● Excerpt to read
-*-*-

But the different efficacies of vaccines, their reported responses to variants and their respective side effects appear to take tolls on public opinion. "When I was offered Moderna, J&J wasn't even an option. It was never in my consideration not to take it," said Maury Newburger, a New York travel consultant who received the Moderna vaccine in March.
"Knowing what I know now, I probably would not take the J&J," he said. "I still think I would have taken the two-shot vaccines."
The good (and the bad) news
The good news: Pfizer-BioNTech and Moderna supply the majority of vaccines in the U.S., and currently ship roughly 23 million doses a week in the country. The White House said the J&J pause would not have a "significant impact" on the rollout in the U.S.
"We've been doing fairly well and not having the outcome Europe is having," Adalja said. "We have successfully vaccinated high-risk populations: nursing-home residents and those in community dwellings. We're nowhere near the winter surge. Nursing-home deaths have plummeted."
White House COVID-19 response coordinator Jeff Zients said in a statement : "This [J&J pause] announcement will not have a significant impact on our vaccination plan: [the] Johnson & Johnson vaccine makes up less than 5% of the recorded shots in arms in the United States to date."
The latest complication has further delayed a rocky rollout in the European Union, which ordered approximately 200 million doses of the J&J vaccine in 2021.
On Wednesday, the EU ordered 50 million more COVID-19 vaccine doses from Pfizer-BioNTech. "Those 50 million doses were initially foreseen for delivery in the fourth quarter of 2021. Now they are available in quarter 2," European Commission President Ursula von der Leyen said in a statement .
"We have made the decision to proactively delay the rollout of our vaccine in Europe," J&J said in a statement Tuesday. The U.K. has ordered 30 million doses of the J&J vaccine, although it has not yet been authorized for use there.
Now, for the bad news: "Unfortunately, there is always going to be a halo effect in a negative way," Dr. Aaron Glatt, who chairs the department of medicine at Mount Sinai South Nassau in Oceanside, N.Y., told MarketWatch. "What's happened with J&J is forcing people to have questions with all vaccines."

-*-*-

● Data extract
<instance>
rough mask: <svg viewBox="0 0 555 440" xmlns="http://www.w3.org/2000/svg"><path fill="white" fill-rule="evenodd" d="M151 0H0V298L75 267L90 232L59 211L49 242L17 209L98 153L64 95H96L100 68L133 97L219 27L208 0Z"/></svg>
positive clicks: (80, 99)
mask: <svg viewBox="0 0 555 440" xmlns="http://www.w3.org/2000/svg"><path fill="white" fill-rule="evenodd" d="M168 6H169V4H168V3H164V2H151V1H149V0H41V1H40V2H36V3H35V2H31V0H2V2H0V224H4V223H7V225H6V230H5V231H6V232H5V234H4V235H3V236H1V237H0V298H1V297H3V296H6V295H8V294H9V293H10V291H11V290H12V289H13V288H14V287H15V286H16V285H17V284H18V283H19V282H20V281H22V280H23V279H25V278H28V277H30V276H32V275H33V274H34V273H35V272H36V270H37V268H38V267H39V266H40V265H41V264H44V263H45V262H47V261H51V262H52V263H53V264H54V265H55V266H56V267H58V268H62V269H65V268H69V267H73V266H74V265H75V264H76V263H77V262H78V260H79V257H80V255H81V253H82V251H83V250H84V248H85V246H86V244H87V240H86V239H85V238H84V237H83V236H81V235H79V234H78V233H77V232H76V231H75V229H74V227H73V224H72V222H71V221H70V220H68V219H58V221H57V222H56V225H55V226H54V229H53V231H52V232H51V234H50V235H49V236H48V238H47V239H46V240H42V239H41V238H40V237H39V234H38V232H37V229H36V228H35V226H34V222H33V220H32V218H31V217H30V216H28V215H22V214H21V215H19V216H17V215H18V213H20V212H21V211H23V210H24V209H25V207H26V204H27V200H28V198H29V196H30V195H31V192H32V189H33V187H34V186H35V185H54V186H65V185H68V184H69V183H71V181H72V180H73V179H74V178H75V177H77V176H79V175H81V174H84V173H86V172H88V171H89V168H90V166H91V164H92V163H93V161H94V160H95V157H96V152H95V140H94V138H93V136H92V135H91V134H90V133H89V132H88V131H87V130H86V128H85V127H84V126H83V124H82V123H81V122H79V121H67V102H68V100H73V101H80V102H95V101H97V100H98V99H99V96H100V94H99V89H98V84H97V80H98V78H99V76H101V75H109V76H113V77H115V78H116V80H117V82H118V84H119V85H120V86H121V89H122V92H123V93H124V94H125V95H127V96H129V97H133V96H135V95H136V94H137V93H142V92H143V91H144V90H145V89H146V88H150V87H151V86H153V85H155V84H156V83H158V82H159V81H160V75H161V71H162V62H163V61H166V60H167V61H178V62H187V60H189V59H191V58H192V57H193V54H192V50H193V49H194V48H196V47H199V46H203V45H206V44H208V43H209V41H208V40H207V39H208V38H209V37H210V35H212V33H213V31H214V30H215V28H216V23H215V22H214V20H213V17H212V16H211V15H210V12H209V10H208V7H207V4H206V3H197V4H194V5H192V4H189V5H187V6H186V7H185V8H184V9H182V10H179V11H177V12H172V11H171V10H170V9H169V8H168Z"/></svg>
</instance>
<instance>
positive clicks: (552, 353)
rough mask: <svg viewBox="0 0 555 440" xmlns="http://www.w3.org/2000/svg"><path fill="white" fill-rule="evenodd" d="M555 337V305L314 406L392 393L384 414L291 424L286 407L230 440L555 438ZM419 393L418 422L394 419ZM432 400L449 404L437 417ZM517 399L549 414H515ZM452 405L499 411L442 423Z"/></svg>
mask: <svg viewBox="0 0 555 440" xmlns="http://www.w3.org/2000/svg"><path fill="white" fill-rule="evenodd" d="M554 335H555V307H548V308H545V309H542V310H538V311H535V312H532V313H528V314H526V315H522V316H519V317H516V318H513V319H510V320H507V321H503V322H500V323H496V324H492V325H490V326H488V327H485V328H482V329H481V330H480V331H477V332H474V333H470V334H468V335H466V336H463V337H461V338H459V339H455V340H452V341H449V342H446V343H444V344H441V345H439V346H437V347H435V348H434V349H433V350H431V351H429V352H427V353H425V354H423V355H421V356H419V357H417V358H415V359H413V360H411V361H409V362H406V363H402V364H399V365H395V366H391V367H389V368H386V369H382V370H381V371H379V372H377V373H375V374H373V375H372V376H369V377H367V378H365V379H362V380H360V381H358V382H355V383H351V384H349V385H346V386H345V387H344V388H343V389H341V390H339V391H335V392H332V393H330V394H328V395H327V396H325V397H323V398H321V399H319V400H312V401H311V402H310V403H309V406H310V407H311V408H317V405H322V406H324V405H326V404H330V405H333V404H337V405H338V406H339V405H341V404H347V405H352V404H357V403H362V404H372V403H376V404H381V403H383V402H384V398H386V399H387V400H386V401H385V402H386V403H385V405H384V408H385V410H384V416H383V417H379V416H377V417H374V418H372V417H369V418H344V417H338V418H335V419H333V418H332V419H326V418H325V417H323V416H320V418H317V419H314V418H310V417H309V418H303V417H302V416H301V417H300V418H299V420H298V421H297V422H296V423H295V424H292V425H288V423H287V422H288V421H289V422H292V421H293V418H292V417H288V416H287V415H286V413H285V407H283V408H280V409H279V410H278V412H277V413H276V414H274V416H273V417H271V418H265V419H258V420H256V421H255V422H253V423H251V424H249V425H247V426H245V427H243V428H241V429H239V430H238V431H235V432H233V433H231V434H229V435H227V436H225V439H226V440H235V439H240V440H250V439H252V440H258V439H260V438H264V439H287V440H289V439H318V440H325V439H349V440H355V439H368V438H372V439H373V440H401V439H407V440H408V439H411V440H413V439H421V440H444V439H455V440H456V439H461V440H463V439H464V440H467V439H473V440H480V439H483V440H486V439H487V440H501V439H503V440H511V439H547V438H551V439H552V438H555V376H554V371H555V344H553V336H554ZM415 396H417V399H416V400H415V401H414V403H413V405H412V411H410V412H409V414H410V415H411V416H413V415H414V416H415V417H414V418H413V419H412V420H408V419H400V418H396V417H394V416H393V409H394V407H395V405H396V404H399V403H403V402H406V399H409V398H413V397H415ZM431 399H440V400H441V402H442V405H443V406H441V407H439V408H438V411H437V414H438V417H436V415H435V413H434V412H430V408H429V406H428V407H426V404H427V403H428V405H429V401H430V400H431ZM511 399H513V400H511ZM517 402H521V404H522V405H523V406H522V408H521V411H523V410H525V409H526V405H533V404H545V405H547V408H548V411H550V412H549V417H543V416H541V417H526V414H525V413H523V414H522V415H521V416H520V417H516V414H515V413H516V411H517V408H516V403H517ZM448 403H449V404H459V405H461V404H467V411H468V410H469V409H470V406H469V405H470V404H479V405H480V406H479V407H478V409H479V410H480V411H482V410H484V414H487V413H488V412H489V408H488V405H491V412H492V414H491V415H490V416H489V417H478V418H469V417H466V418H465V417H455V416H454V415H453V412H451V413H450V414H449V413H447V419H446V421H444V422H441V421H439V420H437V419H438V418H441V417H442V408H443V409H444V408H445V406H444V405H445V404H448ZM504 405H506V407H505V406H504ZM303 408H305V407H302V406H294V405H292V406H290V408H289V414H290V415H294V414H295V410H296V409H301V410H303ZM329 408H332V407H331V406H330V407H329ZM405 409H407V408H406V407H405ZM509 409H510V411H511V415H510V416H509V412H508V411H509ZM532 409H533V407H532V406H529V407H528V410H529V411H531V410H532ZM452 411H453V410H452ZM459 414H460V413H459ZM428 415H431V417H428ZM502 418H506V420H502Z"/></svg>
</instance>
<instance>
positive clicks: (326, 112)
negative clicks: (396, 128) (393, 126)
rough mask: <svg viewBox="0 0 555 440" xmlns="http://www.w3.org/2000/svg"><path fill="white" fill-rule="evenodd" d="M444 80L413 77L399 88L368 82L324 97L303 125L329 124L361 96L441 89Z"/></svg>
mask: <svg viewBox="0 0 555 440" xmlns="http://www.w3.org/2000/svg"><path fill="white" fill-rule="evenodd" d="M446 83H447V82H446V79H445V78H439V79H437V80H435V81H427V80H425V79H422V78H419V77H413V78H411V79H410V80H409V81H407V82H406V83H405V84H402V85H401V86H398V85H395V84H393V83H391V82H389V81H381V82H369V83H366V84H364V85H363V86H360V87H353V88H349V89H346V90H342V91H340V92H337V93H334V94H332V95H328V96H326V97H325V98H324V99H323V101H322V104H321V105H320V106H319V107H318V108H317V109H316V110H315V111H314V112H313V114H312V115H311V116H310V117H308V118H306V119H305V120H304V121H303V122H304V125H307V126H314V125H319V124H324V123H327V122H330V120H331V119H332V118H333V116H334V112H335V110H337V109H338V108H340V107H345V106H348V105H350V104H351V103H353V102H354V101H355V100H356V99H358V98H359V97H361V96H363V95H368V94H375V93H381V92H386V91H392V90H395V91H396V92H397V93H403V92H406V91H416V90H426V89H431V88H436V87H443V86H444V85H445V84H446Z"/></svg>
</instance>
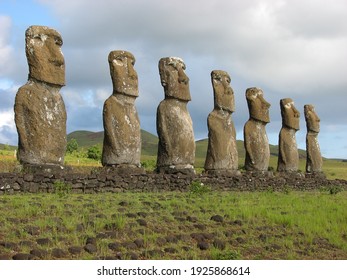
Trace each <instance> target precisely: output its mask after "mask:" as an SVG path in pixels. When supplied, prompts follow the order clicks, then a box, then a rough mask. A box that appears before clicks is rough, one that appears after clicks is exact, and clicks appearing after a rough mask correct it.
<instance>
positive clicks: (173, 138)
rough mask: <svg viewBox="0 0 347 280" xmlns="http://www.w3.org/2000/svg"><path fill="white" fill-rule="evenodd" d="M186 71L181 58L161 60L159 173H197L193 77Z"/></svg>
mask: <svg viewBox="0 0 347 280" xmlns="http://www.w3.org/2000/svg"><path fill="white" fill-rule="evenodd" d="M184 70H185V64H184V62H183V60H182V59H180V58H176V57H166V58H162V59H160V61H159V74H160V81H161V84H162V86H163V87H164V92H165V99H164V100H163V101H161V102H160V104H159V106H158V109H157V133H158V137H159V143H158V157H157V171H158V172H165V173H171V172H177V171H182V172H194V167H193V166H194V160H195V141H194V132H193V123H192V119H191V117H190V114H189V112H188V109H187V103H188V101H190V100H191V97H190V91H189V78H188V77H187V75H186V74H185V72H184Z"/></svg>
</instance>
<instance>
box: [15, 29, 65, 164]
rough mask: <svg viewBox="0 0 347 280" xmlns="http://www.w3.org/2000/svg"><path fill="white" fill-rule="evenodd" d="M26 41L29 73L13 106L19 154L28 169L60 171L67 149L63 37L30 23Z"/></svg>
mask: <svg viewBox="0 0 347 280" xmlns="http://www.w3.org/2000/svg"><path fill="white" fill-rule="evenodd" d="M25 42H26V48H25V50H26V57H27V60H28V65H29V76H28V81H27V83H26V84H25V85H24V86H22V87H20V88H19V90H18V92H17V95H16V99H15V105H14V112H15V123H16V127H17V131H18V154H17V157H18V159H19V161H20V163H21V164H23V166H25V167H28V168H32V169H42V170H51V169H57V170H59V169H62V168H63V167H62V165H63V164H64V154H65V150H66V111H65V105H64V101H63V98H62V96H61V95H60V93H59V90H60V89H61V88H62V87H63V86H64V85H65V62H64V56H63V53H62V51H61V46H62V44H63V40H62V38H61V36H60V34H59V33H58V32H57V31H55V30H54V29H51V28H49V27H46V26H30V27H29V28H28V29H27V30H26V33H25Z"/></svg>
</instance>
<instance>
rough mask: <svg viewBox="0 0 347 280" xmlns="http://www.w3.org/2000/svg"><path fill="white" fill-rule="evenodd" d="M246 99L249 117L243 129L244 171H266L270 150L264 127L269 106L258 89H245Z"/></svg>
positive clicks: (267, 112)
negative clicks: (244, 170) (245, 90)
mask: <svg viewBox="0 0 347 280" xmlns="http://www.w3.org/2000/svg"><path fill="white" fill-rule="evenodd" d="M246 99H247V104H248V110H249V114H250V117H249V120H248V121H247V122H246V124H245V126H244V129H243V135H244V145H245V150H246V157H245V169H246V170H247V171H267V170H268V167H269V161H270V148H269V140H268V137H267V134H266V130H265V126H266V124H267V123H269V122H270V117H269V108H270V104H269V103H268V102H266V101H265V99H264V97H263V91H262V90H261V89H259V88H249V89H247V90H246Z"/></svg>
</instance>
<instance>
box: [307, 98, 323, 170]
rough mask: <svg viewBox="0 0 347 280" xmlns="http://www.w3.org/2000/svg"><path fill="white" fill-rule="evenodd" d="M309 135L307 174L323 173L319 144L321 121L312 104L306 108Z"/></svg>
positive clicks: (307, 106)
mask: <svg viewBox="0 0 347 280" xmlns="http://www.w3.org/2000/svg"><path fill="white" fill-rule="evenodd" d="M304 113H305V120H306V127H307V134H306V173H321V172H322V165H323V160H322V155H321V152H320V148H319V143H318V133H319V131H320V125H319V122H320V119H319V117H318V115H317V113H316V111H315V109H314V106H313V105H311V104H308V105H305V106H304Z"/></svg>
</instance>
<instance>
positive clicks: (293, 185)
mask: <svg viewBox="0 0 347 280" xmlns="http://www.w3.org/2000/svg"><path fill="white" fill-rule="evenodd" d="M57 182H59V183H62V184H64V185H66V186H69V187H71V191H72V193H81V194H82V193H90V194H92V193H100V192H110V193H117V192H161V191H181V192H186V191H190V189H191V184H192V182H198V183H200V184H204V185H206V186H209V187H210V188H211V189H212V190H218V191H221V190H224V191H269V190H271V191H288V190H300V191H310V190H318V189H321V188H323V187H330V186H334V187H335V186H339V187H341V188H343V189H345V190H347V181H345V180H327V179H325V178H324V177H319V176H312V177H311V178H304V177H303V174H300V173H296V174H291V175H288V174H287V175H285V176H268V175H266V174H264V175H261V176H260V175H259V174H254V173H251V172H246V173H243V174H242V175H241V176H228V175H218V176H217V175H210V174H194V175H192V174H164V173H160V174H158V173H143V174H141V173H139V174H125V173H124V174H121V173H120V174H117V173H107V172H104V171H103V169H100V170H99V171H97V172H95V174H76V173H39V172H38V173H27V174H23V173H0V195H5V194H16V193H53V192H54V191H55V187H56V184H57Z"/></svg>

-*-*-

● What to work on
A. In the excerpt about COVID-19 vaccines, what share of recorded shots in U.S. arms did Jeff Zients say the Johnson & Johnson vaccine made up?
B. Write the next part of the excerpt about COVID-19 vaccine rollouts, continuing after its final sentence.

● Results of the exercise
A. Less than 5% of the recorded shots in arms in the United States to date.

B.
The J&J vaccine "remains an extremely important vaccine for a fatal disease," he added. "These types of things make vaccine-hesitant people more concerned."
"Certainly, having other vaccines has been extremely helpful because there can always be manufacturing issues, or different strains may or may not be effective against a particular vaccine. That's not intentional, it's just the way science works," Glatt said.
"The boosters, if and when they do come, will be more easily approved," he added. "We've done most of the legwork already. It's impossible to predict what will happen. It's possible the vaccines will have efficacy against different strains. Time will tell, and the different strains will tell as well."
In one recent Kaiser Family Foundation poll , taken before the J&J vaccination pause, 13% of Americans said they would definitely not get a vaccine, and 7% said they would get one only if required.
"As humans, we are not very good at translating risk into action," Pavia said. "If I have the chance of being one of the 500,000 who die of COVID, how do I balance that with the one person who had a fatal side effect, if it's a side effect at all? It's the same perceptual problem when we blindly drive to the airport texting, yet we worry about the airplane."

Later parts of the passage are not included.